**Provided text**

[BEGIN]

DeFlaky provides built-in quarantine management through its CLI and dashboard. When DeFlaky's analysis identifies a test as flaky above a configurable threshold, it can automatically add it to the quarantine list.

# Auto-quarantine tests with >5% flakiness rate
deflaky quarantine --threshold 0.05 --output quarantine.json

List currently quarantined tests
deflaky quarantine --list

Release tests that have stabilized
deflaky quarantine --release --min-passes 20

The dashboard shows the quarantine queue, how long each test has been quarantined, and whether its flakiness is improving or worsening, giving the team actionable data for prioritizing fixes.

Best Practices for Quarantine

Set a maximum quarantine duration. A test that has been quarantined for more than 2 weeks should be either fixed or deleted. Indefinite quarantine is effectively the same as deleting the test.

Limit the quarantine size. If more than 5% of your tests are quarantined, you have a systemic problem that quarantine alone cannot solve.

Track quarantine metrics. Monitor the inflow and outflow of the quarantine queue. A growing quarantine means flaky tests are being created faster than they are being fixed.

Method 6: Commit-Based Bisection

When you know a test is flaky but do not know when it became flaky, commit-based bisection can help you identify the exact commit that introduced the flakiness.

The Process

Identify a commit where the test was definitely not flaky (e.g., when it was first written)
Identify a commit where the test is definitely flaky (e.g., the current main branch)
Use binary search to find the commit where flakiness was introduced

Using Git Bisect

# Start bisection
git bisect start

Mark current commit as flaky (bad)
git bisect bad

Mark a known-good commit
git bisect good abc123

For each commit git bisect selects, run the test multiple times
and mark as good or bad based on results
git bisect run bash -c '
  FAILURES=0
  for i in $(seq 1 20); do
    if ! pytest tests/test_checkout.py::test_apply_coupon -x --tb=no -q 2>/dev/null; then
      FAILURES=$((FAILURES + 1))
    fi
  done
  if [ $FAILURES -gt 0 ]; then
    exit 1  # bad: test is flaky
  else
    exit 0  # good: test is stable
  fi
'

Limitations

Commit-based bisection is time-intensive because each step requires running the test multiple times. It works best for tests with high flakiness rates (>10%) where you can detect flakiness in a small number of runs.

For rarely flaky tests, you may need 100+ runs per commit to determine flakiness with confidence, making bisection impractical. In these cases, code review of the test's dependencies is usually more efficient.

Method 7: Machine Learning-Based Detection

For large-scale test suites, machine learning can identify patterns that humans and simple statistical methods miss.

[END]

**Problem requirements**
Check each statement against the flaky-test text and answer yes or no, quoting the words of the text that decide it. 1. A test quarantined for more than two weeks should be either fixed or deleted. 2. Commit-based bisection works best for tests with low flakiness rates. 3. If more than 5% of tests are quarantined, quarantine by itself can solve the problem.

**Information shown**
[BEGIN]

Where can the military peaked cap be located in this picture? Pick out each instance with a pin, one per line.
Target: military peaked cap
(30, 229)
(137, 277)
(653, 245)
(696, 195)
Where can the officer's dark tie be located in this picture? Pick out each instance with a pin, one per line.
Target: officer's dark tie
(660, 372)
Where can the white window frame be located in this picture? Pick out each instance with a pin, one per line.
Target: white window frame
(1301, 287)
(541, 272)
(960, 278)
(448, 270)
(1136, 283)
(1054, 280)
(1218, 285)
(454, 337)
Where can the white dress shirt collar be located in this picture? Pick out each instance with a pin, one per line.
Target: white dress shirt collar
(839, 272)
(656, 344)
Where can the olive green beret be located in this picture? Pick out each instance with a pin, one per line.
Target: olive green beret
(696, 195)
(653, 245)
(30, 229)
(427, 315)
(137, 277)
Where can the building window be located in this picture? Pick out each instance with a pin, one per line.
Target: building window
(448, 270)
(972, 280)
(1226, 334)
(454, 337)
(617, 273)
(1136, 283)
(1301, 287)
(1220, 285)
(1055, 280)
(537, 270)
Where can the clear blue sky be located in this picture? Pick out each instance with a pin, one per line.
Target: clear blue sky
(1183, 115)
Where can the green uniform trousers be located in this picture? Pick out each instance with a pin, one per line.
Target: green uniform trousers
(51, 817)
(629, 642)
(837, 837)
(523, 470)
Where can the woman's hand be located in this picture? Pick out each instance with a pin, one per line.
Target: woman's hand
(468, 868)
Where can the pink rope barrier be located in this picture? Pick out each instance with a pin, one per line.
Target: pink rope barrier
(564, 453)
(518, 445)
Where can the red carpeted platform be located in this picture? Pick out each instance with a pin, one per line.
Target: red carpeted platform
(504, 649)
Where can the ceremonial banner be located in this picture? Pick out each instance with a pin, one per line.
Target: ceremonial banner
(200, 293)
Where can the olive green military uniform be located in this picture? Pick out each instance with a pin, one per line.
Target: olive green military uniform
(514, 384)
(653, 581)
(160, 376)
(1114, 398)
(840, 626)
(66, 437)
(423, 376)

[END]

**Solved exercise**
1. Yes: "A test that has been quarantined for more than 2 weeks should be either fixed or deleted."
2. No: "It works best for tests with high flakiness rates (>10%) where you can detect flakiness in a small number of runs."
3. No: "you have a systemic problem that quarantine alone cannot solve."